Referring expression pointing data:
# # #

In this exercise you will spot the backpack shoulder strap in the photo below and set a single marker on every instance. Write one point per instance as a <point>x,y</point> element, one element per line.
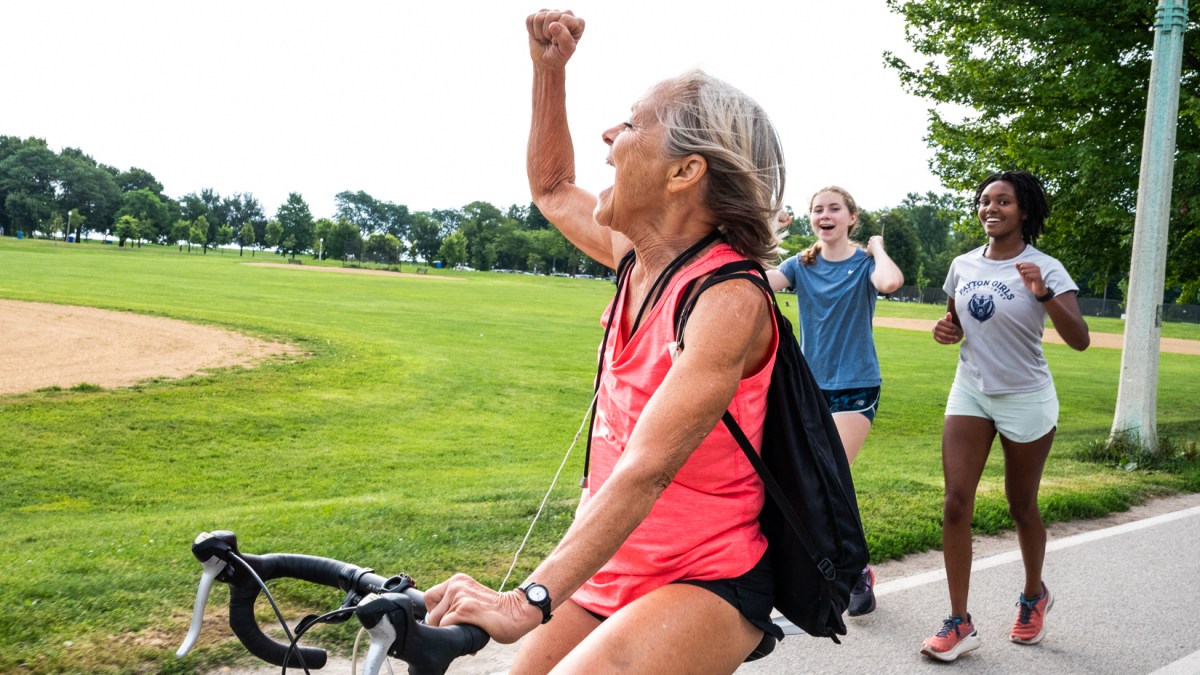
<point>748,270</point>
<point>754,272</point>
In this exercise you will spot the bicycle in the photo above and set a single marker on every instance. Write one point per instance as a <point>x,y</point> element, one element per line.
<point>390,609</point>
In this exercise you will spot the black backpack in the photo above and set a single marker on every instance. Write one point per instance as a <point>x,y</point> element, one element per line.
<point>814,532</point>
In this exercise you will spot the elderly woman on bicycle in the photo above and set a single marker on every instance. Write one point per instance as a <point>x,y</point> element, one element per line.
<point>665,549</point>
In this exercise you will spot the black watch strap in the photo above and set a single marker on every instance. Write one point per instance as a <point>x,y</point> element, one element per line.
<point>538,596</point>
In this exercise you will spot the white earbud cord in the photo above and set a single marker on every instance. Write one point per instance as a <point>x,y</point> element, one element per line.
<point>546,497</point>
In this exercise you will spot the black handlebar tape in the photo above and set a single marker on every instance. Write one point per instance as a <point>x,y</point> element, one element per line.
<point>241,620</point>
<point>244,591</point>
<point>429,650</point>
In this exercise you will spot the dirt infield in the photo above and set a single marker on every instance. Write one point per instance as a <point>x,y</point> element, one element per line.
<point>355,270</point>
<point>64,345</point>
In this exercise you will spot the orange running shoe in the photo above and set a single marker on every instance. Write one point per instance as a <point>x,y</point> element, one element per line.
<point>955,638</point>
<point>1031,614</point>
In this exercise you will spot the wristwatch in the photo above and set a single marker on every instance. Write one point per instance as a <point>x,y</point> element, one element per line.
<point>539,597</point>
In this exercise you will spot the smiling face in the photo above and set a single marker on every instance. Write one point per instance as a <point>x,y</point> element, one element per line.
<point>1001,215</point>
<point>635,151</point>
<point>832,217</point>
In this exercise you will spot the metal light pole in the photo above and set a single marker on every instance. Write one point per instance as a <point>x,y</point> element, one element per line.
<point>1138,392</point>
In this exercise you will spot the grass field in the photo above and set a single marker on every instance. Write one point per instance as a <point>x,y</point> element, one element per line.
<point>418,436</point>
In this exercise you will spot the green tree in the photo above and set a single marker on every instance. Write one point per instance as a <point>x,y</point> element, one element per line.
<point>138,179</point>
<point>341,239</point>
<point>383,249</point>
<point>454,249</point>
<point>426,234</point>
<point>225,237</point>
<point>1057,88</point>
<point>198,234</point>
<point>246,237</point>
<point>480,223</point>
<point>90,187</point>
<point>29,179</point>
<point>299,230</point>
<point>273,234</point>
<point>55,225</point>
<point>150,213</point>
<point>181,233</point>
<point>127,230</point>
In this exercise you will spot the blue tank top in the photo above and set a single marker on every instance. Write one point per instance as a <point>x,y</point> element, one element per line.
<point>837,305</point>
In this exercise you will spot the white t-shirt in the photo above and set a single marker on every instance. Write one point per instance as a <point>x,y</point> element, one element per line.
<point>1002,322</point>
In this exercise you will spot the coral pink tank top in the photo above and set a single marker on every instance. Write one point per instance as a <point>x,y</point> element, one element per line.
<point>705,525</point>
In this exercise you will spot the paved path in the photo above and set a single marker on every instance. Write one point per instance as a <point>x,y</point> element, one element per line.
<point>1125,604</point>
<point>1105,340</point>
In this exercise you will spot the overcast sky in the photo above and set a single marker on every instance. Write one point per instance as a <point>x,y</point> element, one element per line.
<point>427,103</point>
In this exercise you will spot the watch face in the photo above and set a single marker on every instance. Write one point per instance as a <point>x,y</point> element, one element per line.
<point>537,593</point>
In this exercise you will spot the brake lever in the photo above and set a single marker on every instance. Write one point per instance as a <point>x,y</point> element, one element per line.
<point>375,613</point>
<point>213,568</point>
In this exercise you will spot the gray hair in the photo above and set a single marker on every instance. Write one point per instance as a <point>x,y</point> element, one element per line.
<point>714,119</point>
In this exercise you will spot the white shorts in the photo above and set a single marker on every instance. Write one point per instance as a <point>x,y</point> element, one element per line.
<point>1023,417</point>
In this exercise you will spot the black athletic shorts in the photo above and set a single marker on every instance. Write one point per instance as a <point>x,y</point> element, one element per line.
<point>750,593</point>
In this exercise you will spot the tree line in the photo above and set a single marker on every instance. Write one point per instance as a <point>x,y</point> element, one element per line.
<point>1059,89</point>
<point>1054,88</point>
<point>70,195</point>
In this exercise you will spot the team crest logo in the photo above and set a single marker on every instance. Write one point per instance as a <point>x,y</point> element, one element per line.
<point>982,306</point>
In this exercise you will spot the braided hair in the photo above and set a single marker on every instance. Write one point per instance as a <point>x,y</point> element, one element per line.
<point>1031,197</point>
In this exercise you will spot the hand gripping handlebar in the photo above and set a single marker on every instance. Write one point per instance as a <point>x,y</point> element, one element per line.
<point>426,649</point>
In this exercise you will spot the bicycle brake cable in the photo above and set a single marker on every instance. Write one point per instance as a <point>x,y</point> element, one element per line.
<point>274,607</point>
<point>549,491</point>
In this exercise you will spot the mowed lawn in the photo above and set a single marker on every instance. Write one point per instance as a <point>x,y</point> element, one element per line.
<point>419,435</point>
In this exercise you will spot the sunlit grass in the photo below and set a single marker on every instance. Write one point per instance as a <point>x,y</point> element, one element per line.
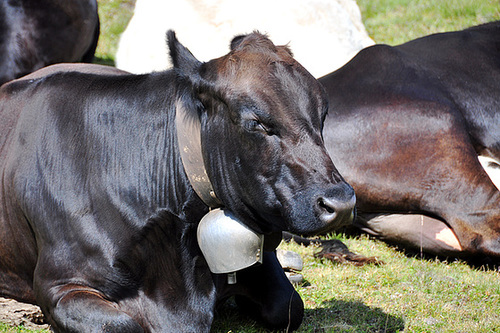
<point>397,21</point>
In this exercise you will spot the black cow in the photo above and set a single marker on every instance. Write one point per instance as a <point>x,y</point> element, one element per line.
<point>37,33</point>
<point>405,128</point>
<point>98,218</point>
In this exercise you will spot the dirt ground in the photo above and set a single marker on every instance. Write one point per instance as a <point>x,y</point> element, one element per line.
<point>16,313</point>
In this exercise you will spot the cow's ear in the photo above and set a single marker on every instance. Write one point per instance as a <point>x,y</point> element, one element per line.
<point>182,58</point>
<point>236,41</point>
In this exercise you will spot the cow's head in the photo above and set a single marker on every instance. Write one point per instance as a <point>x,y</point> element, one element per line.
<point>261,116</point>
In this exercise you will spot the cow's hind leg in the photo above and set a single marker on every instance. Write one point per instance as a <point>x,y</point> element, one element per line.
<point>83,309</point>
<point>269,296</point>
<point>415,231</point>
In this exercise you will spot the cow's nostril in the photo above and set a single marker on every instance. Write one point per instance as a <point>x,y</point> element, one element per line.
<point>326,205</point>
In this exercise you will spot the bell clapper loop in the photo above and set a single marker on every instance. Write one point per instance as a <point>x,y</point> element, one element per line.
<point>231,278</point>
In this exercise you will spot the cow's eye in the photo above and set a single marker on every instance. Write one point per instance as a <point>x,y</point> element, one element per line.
<point>255,125</point>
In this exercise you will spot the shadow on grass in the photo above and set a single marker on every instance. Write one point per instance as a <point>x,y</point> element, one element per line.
<point>350,316</point>
<point>333,316</point>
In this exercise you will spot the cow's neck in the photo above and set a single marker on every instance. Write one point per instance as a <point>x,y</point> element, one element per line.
<point>189,140</point>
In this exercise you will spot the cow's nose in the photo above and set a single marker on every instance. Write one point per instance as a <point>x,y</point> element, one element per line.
<point>335,211</point>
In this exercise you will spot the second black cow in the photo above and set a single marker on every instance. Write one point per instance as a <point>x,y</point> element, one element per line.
<point>405,128</point>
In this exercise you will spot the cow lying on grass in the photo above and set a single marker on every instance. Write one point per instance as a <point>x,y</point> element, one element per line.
<point>100,205</point>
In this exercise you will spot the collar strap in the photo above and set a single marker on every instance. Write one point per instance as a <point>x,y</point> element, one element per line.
<point>189,140</point>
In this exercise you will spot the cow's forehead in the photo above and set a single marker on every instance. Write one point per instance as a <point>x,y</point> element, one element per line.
<point>267,77</point>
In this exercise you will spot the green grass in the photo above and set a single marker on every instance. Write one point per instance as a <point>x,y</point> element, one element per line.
<point>114,16</point>
<point>397,21</point>
<point>406,294</point>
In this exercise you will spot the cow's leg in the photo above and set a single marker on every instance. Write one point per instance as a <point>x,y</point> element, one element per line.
<point>415,231</point>
<point>269,296</point>
<point>83,309</point>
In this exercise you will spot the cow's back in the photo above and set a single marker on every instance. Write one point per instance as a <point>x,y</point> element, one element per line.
<point>27,111</point>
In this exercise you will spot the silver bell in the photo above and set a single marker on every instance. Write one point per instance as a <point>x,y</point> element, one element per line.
<point>227,244</point>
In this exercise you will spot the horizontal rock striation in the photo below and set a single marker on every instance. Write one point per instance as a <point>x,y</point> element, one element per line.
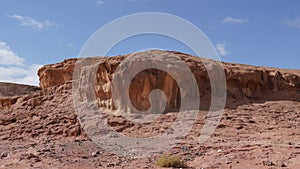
<point>243,81</point>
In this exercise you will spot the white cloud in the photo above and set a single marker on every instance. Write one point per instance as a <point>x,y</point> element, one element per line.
<point>221,48</point>
<point>13,68</point>
<point>33,23</point>
<point>100,2</point>
<point>293,22</point>
<point>8,57</point>
<point>232,20</point>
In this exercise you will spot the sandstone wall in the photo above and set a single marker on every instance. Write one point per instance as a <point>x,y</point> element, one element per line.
<point>243,81</point>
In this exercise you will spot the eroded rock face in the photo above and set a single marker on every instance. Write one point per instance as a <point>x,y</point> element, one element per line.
<point>56,74</point>
<point>243,81</point>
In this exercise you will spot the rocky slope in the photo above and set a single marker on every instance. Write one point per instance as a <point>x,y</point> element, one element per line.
<point>259,128</point>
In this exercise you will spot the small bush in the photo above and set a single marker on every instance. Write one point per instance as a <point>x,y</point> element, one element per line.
<point>170,161</point>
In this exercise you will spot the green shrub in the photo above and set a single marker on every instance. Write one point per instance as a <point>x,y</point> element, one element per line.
<point>170,161</point>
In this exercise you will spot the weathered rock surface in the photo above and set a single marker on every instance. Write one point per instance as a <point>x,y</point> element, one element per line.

# # #

## ABOUT THIS TASK
The line containing "In this exercise you will spot the small" marks where to begin; copy it and every later line exactly, through the end of the data.

## EXERCISE ANSWER
In this exercise you will spot the small bush in the photo above and set a single marker on every instance. Write one point per instance as a <point>x,y</point> element, one element per line.
<point>170,161</point>
In this exercise you will spot the green shrub in the photo above and set a single marker on every instance. Write one point per instance as a <point>x,y</point> element, one element per line.
<point>170,161</point>
In this exercise you will spot the weathered rock surface in the photo above and set a single marker on every instance. Write one point per instance as a <point>x,y</point> element, one element per line.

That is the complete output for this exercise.